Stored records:
-- start --

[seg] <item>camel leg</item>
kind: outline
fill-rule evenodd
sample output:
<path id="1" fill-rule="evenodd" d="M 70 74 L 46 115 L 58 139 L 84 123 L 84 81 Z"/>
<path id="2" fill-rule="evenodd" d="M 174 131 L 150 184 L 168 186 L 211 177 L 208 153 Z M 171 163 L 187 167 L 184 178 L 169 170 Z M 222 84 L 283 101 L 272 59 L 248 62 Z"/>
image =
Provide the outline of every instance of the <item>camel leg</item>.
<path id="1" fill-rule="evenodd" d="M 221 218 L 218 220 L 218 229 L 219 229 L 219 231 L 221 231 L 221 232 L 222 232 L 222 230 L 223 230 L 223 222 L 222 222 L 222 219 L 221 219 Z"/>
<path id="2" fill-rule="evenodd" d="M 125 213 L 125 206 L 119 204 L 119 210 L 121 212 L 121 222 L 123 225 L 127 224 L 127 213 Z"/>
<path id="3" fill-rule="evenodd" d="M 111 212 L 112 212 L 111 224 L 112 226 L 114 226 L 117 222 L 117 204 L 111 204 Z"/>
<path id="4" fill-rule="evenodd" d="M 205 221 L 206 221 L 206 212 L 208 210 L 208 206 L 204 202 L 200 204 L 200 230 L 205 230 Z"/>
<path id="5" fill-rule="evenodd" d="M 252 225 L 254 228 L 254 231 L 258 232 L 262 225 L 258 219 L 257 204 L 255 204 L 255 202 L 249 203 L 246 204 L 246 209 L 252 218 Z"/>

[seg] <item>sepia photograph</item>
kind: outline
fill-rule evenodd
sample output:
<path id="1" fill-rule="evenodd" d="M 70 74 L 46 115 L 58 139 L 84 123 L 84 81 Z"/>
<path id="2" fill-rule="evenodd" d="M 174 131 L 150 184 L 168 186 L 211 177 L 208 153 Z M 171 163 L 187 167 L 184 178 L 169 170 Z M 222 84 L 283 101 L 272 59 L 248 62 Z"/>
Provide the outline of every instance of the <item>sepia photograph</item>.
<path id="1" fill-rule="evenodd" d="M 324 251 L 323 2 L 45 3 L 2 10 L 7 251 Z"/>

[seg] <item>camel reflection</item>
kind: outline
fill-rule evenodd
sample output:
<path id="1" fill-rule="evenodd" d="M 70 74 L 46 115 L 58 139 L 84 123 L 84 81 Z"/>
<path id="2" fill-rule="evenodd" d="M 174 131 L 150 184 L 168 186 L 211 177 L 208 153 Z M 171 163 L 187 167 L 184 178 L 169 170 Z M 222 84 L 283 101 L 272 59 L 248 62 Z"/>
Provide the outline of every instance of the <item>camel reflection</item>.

-- end --
-- start --

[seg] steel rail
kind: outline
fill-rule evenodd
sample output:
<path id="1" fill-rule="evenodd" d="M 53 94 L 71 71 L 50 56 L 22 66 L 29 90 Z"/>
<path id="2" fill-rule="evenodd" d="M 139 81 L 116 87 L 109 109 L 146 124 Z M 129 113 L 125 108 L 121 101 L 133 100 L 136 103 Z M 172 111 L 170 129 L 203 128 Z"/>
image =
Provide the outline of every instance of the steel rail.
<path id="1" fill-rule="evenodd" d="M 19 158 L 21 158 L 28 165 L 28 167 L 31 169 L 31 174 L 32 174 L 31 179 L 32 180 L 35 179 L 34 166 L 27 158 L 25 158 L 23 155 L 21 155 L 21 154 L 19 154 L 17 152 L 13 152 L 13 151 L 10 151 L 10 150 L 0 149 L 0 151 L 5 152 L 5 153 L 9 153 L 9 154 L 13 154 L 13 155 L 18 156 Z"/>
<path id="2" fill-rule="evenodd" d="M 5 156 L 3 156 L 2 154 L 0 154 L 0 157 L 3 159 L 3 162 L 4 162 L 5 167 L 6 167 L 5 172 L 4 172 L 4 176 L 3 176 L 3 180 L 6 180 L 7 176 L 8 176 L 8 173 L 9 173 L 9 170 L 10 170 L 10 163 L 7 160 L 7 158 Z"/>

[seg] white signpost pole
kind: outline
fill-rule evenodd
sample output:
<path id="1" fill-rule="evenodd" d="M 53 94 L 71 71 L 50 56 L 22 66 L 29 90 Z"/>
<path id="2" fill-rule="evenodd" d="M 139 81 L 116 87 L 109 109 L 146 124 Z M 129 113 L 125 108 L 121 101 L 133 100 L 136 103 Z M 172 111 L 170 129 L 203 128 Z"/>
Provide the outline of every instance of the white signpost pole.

-- end --

Your task
Turn the lines between the one containing "[seg] <item>camel leg</item>" and the one containing "111 212 L 112", inclusive, into a Markdown table with the columns "No." and "Line", numbering each line and omitting any blank ones.

Finished exercise
| No. | Line |
|---|---|
| 1 | [seg] <item>camel leg</item> |
| 2 | kind: outline |
| 3 | fill-rule evenodd |
| 4 | sample output: |
| 5 | <path id="1" fill-rule="evenodd" d="M 70 74 L 46 115 L 58 139 L 84 123 L 84 81 Z"/> |
| 6 | <path id="2" fill-rule="evenodd" d="M 174 131 L 150 184 L 168 186 L 211 177 L 208 153 Z M 171 163 L 187 167 L 184 178 L 169 170 Z M 222 84 L 283 101 L 272 59 L 248 62 Z"/> |
| 7 | image = |
| 8 | Provide the outline of every instance of the <item>camel leg</item>. |
| 9 | <path id="1" fill-rule="evenodd" d="M 221 218 L 218 220 L 218 229 L 219 229 L 219 231 L 221 231 L 221 232 L 222 232 L 222 230 L 223 230 L 223 222 L 222 222 L 222 219 L 221 219 Z"/> |
| 10 | <path id="2" fill-rule="evenodd" d="M 125 213 L 125 206 L 119 204 L 119 210 L 121 212 L 121 222 L 123 225 L 127 224 L 127 213 Z"/> |
| 11 | <path id="3" fill-rule="evenodd" d="M 111 212 L 112 212 L 111 224 L 112 226 L 114 226 L 117 222 L 117 204 L 111 204 Z"/> |